» **Object pointing dataset rows**:
** BEGIN **

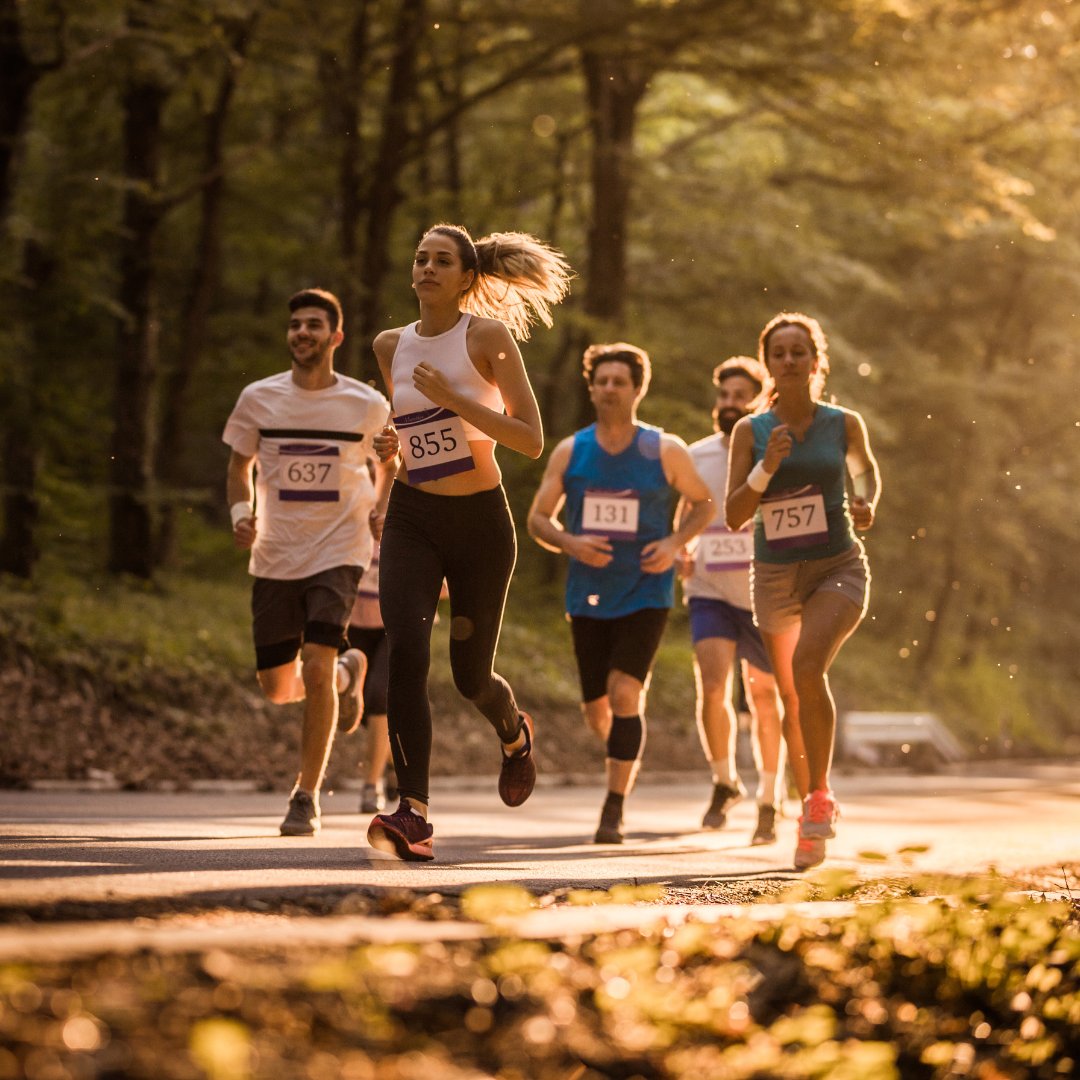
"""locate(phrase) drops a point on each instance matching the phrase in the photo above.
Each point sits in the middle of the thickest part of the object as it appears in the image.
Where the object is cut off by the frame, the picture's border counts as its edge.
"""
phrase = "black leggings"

** END **

» **Problem details**: Render the text of the rows above as a numbered list, one line per item, dropping any blank lines and leaving out the pictures.

» **The answer**:
1. """locate(phrase) drops a point on each instance matching the phrase in the photo above.
2. Each point sits in the middle of the thickest part of the object as it appears in the image.
3. Where the object is cut off by the frame, the picture's border counts as its edge.
4. """
5. phrase = "black leggings"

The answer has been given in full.